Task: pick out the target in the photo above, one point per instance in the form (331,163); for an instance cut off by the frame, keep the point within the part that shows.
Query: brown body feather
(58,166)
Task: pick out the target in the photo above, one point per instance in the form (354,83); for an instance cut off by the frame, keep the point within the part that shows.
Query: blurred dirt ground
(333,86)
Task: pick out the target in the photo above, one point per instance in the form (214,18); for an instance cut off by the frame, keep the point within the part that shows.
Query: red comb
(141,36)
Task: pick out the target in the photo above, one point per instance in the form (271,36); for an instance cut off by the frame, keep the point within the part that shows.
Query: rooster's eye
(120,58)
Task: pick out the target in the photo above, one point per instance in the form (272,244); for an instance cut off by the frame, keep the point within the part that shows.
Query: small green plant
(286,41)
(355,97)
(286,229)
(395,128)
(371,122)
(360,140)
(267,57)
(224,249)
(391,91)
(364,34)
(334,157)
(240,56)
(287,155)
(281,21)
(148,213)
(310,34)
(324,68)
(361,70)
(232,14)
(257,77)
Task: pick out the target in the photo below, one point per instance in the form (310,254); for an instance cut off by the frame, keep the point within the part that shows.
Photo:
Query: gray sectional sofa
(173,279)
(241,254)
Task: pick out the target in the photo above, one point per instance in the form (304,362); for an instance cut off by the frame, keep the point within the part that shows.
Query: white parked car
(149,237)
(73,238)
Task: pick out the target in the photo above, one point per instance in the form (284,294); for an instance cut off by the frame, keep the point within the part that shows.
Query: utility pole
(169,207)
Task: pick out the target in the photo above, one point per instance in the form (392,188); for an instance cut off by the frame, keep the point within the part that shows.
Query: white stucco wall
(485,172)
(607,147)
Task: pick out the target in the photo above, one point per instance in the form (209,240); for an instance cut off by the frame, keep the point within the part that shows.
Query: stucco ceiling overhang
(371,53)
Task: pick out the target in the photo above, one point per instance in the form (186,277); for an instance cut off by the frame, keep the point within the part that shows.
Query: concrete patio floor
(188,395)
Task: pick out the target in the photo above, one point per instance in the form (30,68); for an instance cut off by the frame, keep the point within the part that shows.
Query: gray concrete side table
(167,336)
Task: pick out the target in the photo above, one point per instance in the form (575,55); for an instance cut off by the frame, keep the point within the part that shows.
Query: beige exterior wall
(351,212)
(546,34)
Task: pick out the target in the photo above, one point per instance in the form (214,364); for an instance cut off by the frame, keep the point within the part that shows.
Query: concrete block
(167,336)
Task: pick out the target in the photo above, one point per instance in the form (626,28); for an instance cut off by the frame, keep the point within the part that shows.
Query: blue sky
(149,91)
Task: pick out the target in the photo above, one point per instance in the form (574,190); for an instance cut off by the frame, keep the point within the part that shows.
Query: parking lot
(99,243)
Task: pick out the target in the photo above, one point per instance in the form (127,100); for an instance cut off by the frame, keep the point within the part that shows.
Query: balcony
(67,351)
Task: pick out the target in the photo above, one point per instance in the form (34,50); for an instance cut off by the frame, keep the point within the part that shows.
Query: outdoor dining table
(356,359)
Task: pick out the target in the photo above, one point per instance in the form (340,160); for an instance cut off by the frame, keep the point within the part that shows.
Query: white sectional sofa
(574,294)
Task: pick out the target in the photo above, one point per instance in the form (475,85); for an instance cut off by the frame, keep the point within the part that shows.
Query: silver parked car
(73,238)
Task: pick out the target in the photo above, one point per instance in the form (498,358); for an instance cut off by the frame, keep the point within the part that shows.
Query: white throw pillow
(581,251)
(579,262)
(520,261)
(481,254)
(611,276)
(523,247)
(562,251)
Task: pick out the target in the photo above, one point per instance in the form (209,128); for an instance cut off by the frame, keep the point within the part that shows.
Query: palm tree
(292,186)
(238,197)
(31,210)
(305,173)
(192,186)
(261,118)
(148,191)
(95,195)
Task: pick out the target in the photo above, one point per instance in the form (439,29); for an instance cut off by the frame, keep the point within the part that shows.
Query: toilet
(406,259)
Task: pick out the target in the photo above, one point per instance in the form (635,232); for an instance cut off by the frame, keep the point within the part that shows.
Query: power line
************
= SHORT PROBLEM =
Print all of the records above again, unchanged, line for line.

= RESULT =
Task: pick out the target in the photo above, one point per instance in the form (331,163); for an instance cut off by the frame, keep the point within the part that shows.
Query: brown body feather
(58,166)
Task: pick out the target in the photo above, one point per instance in the form (354,83); for an instance cut off by the frame, keep the point within the part that shows.
Query: blurred dirt ground
(333,86)
Task: pick out the target in the photo above, one point per instance in the form (214,18); for an instance cut off by the frame, keep the point within the part that shows.
Query: red comb
(141,36)
Task: pick out the target in the photo above, one point per instance in the form (271,36); for an instance cut off by the frame, keep the point within the part that shows.
Query: rooster's eye
(120,58)
Task: pick out the target in the photo above, one point per instance in the form (272,244); for an instance cut off by the frame, keep the point within the part that shows.
Query: small green plant
(286,41)
(355,97)
(286,229)
(395,128)
(371,122)
(360,140)
(267,57)
(224,249)
(391,91)
(364,34)
(334,157)
(240,56)
(287,155)
(281,21)
(148,213)
(310,34)
(324,68)
(361,70)
(232,14)
(257,77)
Task: pick out the target in the photo below, one point per instance in the form (310,254); for an instance cut off by the frame, keep the point within the part that shows.
Photo:
Query: gray sectional sofa
(173,279)
(241,254)
Task: pick out the target in the photo above, one point per instance in the form (304,362); for an instance cut off by the frame, keep the point within the part that shows.
Query: white parked car
(149,237)
(73,238)
Task: pick out the target in the photo above, one point per instance in the form (284,294); for an instance cut off by the frame, keep the point within the part that shows.
Query: utility pole
(169,207)
Task: pick out the target in the photo above, one point per instance in the form (392,188); for an instance cut off by the frame, keep the point within the part that shows.
Query: white stucco wall
(485,172)
(607,147)
Task: pick out the target in the photo above, one point per instance in the form (209,240); for an instance cut off by the frame, keep the point within the part that shows.
Query: stucco ceiling overhang
(371,53)
Task: pick out the target in the photo above, one point per instance in the form (186,277); for an instance cut off by the frame, keep the point within the part that shows.
Query: concrete patio floor
(188,395)
Task: pick out the target in the photo above, one point per instance in the form (30,68); for an instance cut off by the frame, keep the point within the part that shows.
Query: gray concrete side table
(167,336)
Task: pick out the target in the photo above, one point per instance in the form (575,55); for an instance cut off by the frame, keep the point within the part that shows.
Query: beige exterior wall
(351,212)
(546,34)
Task: pick out the target in the photo above, one point per instance in the form (214,364); for an instance cut off by the frame, keep the point within the part that shows.
Query: concrete block
(167,336)
Task: pick out the target in the photo above, one point per instance in the form (626,28); for an instance cut off by the frame, keep the point within the part that shows.
Query: blue sky
(149,91)
Task: pick out the target in the photo above, one point per instance in the form (574,190); for an instance cut off by the frame, keep the point within the part that shows.
Query: parking lot
(99,243)
Task: pick out the target in the photo above, one point per instance in the form (127,100); for an instance cut off by the frame, keep the point within the part that shows.
Query: balcony
(67,351)
Task: pick out the target in the photo above, one point per instance in the form (34,50); for an instance cut off by the frame, keep the point within the part that shows.
Query: outdoor dining table
(356,359)
Task: pick out the target in the photo above, one point per instance in the form (340,160); for an instance cut off by the frame, keep the point within the part that shows.
Query: white sectional sofa
(574,294)
Task: pick out the target in the photo above, one point per instance in the form (475,85); for an instance cut off by the frame, keep the point within the part that shows.
Query: silver parked car
(73,238)
Task: pick out the target in the photo above, one point per instance in the form (498,358); for an instance cut off by the frame, keep the point within the part that shows.
Query: white throw pillow
(581,251)
(579,262)
(520,261)
(481,254)
(611,276)
(523,247)
(562,251)
Task: pick out the target in the photo above, one point per instance in the form (209,128); for an instance cut off by the frame, keep the point within the part that shows.
Query: palm tree
(292,186)
(238,197)
(31,210)
(305,173)
(192,186)
(261,118)
(148,191)
(95,195)
Task: pick out the target in the photo above, one point per instance in the form (439,29); for an instance cut off by the frame, keep the point within the part that shows.
Query: toilet
(406,259)
Task: pick out the target in the photo above, one point per instance in the form (635,232); for an instance cut off by the frame, keep the point within the part that shows.
Query: power line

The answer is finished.